-- The task --
Please output the entries below from the line that contains "request: draw the outline of every instance of the green" through the final line, reproduced exactly and alone.

+++ Supplied records +++

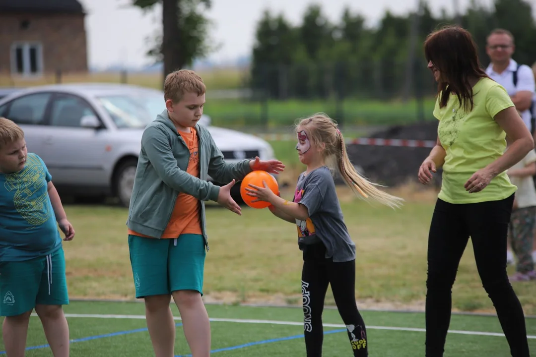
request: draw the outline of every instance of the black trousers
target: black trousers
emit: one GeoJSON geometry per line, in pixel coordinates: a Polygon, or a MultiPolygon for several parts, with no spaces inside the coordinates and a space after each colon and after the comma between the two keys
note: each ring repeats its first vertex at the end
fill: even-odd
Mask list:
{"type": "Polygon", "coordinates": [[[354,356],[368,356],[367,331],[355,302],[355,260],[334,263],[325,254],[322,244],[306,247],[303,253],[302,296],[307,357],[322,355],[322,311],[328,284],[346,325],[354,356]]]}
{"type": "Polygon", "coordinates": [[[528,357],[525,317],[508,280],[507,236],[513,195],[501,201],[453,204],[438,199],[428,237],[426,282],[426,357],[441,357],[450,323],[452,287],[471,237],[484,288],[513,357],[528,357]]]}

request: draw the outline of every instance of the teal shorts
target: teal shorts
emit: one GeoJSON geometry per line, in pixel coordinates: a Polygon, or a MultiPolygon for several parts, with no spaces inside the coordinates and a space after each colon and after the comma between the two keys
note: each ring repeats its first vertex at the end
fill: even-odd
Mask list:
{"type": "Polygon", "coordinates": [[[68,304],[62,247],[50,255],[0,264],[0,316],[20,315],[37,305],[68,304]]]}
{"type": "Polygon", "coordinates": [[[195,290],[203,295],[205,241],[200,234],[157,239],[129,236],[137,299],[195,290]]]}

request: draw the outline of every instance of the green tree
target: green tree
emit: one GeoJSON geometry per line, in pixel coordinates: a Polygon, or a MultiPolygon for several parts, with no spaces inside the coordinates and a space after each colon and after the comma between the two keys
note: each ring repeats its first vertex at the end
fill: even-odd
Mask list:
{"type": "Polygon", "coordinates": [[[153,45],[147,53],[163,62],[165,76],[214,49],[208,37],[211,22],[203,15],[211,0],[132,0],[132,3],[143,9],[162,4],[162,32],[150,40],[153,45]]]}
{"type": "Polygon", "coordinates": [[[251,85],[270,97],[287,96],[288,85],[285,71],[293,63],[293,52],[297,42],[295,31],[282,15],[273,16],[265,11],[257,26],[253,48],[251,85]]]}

+++

-- Output --
request: draw the outline of every instance of the green tree
target: green tree
emit: one GeoJSON geometry per line, in pixel coordinates: a Polygon, or a MultiPolygon for several parts, with no spaces inside the coordinates and a space after each colon and after the comma between the two keys
note: each ring repeats its first vertex at the end
fill: even-odd
Mask list:
{"type": "Polygon", "coordinates": [[[153,45],[147,53],[163,62],[165,76],[214,49],[208,37],[211,22],[203,15],[211,0],[132,0],[132,3],[143,9],[162,4],[162,32],[150,40],[153,45]]]}
{"type": "Polygon", "coordinates": [[[251,85],[270,97],[287,96],[288,85],[285,71],[293,63],[293,52],[297,42],[295,31],[282,15],[273,16],[265,11],[257,26],[253,48],[251,85]]]}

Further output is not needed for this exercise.